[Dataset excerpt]
= = = = =
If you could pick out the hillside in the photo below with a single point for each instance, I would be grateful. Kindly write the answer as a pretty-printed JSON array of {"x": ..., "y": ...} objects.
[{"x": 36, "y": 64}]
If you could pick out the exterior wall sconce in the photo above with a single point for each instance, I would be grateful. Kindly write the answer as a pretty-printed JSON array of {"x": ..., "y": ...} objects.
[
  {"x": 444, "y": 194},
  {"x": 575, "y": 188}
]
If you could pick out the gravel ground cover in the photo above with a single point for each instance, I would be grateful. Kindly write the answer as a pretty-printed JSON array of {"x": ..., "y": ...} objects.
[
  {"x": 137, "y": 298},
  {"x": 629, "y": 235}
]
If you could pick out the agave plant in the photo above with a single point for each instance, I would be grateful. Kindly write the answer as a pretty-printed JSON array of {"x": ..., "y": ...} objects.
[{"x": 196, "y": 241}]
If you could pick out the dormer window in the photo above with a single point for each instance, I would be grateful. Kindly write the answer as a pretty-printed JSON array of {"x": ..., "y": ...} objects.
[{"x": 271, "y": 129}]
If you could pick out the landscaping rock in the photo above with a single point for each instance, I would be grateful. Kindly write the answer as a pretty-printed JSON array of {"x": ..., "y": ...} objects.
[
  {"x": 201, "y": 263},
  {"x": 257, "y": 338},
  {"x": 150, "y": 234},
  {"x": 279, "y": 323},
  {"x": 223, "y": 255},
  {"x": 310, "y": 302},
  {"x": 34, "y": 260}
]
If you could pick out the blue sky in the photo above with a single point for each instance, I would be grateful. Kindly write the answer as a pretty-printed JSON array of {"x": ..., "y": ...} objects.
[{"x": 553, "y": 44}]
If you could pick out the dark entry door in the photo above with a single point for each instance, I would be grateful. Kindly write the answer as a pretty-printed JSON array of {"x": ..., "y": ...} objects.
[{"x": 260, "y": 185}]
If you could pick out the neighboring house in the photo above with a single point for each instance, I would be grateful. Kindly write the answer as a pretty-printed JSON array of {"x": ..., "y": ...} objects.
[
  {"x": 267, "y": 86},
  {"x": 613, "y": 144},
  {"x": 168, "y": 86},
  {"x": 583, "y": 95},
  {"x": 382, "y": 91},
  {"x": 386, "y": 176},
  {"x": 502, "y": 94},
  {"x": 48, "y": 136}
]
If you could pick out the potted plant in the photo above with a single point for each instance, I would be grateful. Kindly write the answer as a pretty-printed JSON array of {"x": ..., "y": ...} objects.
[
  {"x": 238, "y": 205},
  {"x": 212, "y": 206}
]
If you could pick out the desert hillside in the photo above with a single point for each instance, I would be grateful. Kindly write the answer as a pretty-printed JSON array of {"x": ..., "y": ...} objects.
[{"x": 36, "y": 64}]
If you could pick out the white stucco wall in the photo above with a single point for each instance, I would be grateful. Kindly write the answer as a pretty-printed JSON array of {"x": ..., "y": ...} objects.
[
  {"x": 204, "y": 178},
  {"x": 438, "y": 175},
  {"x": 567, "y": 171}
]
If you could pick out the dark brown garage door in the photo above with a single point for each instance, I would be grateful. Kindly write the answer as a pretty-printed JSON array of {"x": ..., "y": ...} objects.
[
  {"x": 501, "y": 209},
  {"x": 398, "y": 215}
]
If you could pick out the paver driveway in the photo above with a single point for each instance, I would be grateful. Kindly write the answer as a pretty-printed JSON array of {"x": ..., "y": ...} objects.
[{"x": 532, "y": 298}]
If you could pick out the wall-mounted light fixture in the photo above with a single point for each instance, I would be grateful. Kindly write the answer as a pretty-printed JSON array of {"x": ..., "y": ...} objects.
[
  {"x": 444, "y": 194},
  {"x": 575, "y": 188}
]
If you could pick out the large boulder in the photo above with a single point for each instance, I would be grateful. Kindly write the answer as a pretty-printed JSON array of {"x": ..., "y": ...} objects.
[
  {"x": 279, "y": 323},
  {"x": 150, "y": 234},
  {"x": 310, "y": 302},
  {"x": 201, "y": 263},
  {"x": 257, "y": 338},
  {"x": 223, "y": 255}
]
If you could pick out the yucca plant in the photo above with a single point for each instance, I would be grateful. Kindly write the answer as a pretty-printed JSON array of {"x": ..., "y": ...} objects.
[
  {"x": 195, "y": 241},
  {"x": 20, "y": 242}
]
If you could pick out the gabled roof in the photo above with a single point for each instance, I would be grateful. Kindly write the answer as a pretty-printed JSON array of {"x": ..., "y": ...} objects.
= = = = =
> _Task instructions_: Your task is to repeat every line exactly.

> _Written solution_:
If you could pick out the hillside in the photo below with a single point for each instance, I would be grateful. Kindly write the answer as a pretty-printed JSON array of {"x": ..., "y": ...} objects.
[{"x": 36, "y": 64}]
If you could pick out the exterior wall sconce in the photo above with a single point for each instance, I would be grateful. Kindly write the answer as a pretty-printed JSON array of {"x": ..., "y": ...} objects.
[
  {"x": 444, "y": 194},
  {"x": 575, "y": 188}
]
If you could pick out the gravel ground cover in the photo above with a single point for each instance, I would be grateful. Kindly write the answer as a pretty-printed JSON array of {"x": ..., "y": ...} objects.
[
  {"x": 137, "y": 298},
  {"x": 629, "y": 235}
]
If you could pick out the agave plant in the photo above with a single point for each instance, I would be grateful. Kindly write the answer as a pretty-printed JSON array of {"x": ..., "y": ...} objects.
[{"x": 196, "y": 241}]
If you could pick out the dormer window in the photo above with a single point for each instance, I would be grateful. Kindly write the answer as a pretty-printed JSON array of {"x": ..., "y": ...} objects.
[{"x": 271, "y": 129}]
If you could pick out the landscaping rock in the photo above with a single point for each instance, I would be grateful. Kindly write the answer as a pretty-printed JSON array of {"x": ..., "y": ...} objects.
[
  {"x": 201, "y": 263},
  {"x": 257, "y": 338},
  {"x": 150, "y": 234},
  {"x": 279, "y": 323},
  {"x": 223, "y": 255},
  {"x": 310, "y": 302},
  {"x": 34, "y": 260}
]
If you could pick out the blue sky in the photo above with a single point for each instance, I would be grateful. Kindly write the answer as a pretty-printed JSON array of {"x": ..., "y": ...} objects.
[{"x": 553, "y": 44}]
If you could pick out the dark entry door in the photo above with a single point for each instance, I would be grateful. Kindly write the answer as a pretty-printed JSON array of {"x": ..., "y": ...} objects.
[{"x": 260, "y": 185}]
If you could pick out the neighboring house in the photo above with a single point for each instance, I would be grateful. Kindly write the answer as a pretty-printed JSON array of {"x": ..., "y": ...} objects.
[
  {"x": 267, "y": 86},
  {"x": 613, "y": 144},
  {"x": 168, "y": 86},
  {"x": 583, "y": 95},
  {"x": 382, "y": 91},
  {"x": 386, "y": 176},
  {"x": 502, "y": 94},
  {"x": 48, "y": 136}
]
If you could pick out the potted plant in the photo above with a single point for each instance, I would be grateful. Kindly write the answer as a pretty-printed JSON array of {"x": ..., "y": ...} objects.
[
  {"x": 238, "y": 205},
  {"x": 212, "y": 206}
]
If you could pick out the desert hillside in the photo above with a single point for each instance, I would be grateful. Kindly write the answer as a pretty-printed JSON array of {"x": ..., "y": ...} objects.
[{"x": 36, "y": 64}]
If you could pick out the white stucco wall in the photo above with a single point for each instance, I would be grateful. Kindly write the answer as a pretty-printed JSON array of {"x": ..., "y": ...} objects.
[
  {"x": 204, "y": 178},
  {"x": 438, "y": 175},
  {"x": 567, "y": 171}
]
If you could pick out the dark brown garage door in the photo above with a single point for each instance, I would be grateful. Kindly write the answer as a pretty-printed JSON array of {"x": ..., "y": ...} objects.
[
  {"x": 501, "y": 209},
  {"x": 398, "y": 215}
]
If you could pick out the paver driveway in the photo above with a single point for each instance, I would be grateful. Kindly write the answer as a pretty-printed JSON array of {"x": ..., "y": ...} objects.
[{"x": 532, "y": 298}]
If you could pick out the wall-mounted light fixture in the photo above with a single point for each instance, I would be grateful. Kindly write the answer as a pretty-printed JSON array of {"x": ..., "y": ...} objects.
[
  {"x": 444, "y": 194},
  {"x": 575, "y": 188}
]
If you could pick out the large boulder in the photo above with a single point for each instance, I would be grateful. Kindly write the answer as a pretty-printed JSON array of {"x": ..., "y": ...} objects.
[
  {"x": 279, "y": 323},
  {"x": 150, "y": 234},
  {"x": 310, "y": 302},
  {"x": 201, "y": 263},
  {"x": 257, "y": 338},
  {"x": 223, "y": 255}
]
If you could pick out the yucca plant in the photo above with a single point for each instance, I would be grateful. Kindly write the answer as a pretty-printed JSON array of {"x": ..., "y": ...} objects.
[
  {"x": 195, "y": 241},
  {"x": 20, "y": 242}
]
If you could pick out the gabled roof in the photo above with a single point for each instance, I would be grateful. Kindly write the answer as a pretty-printed JSON array of {"x": ..., "y": ...} objects.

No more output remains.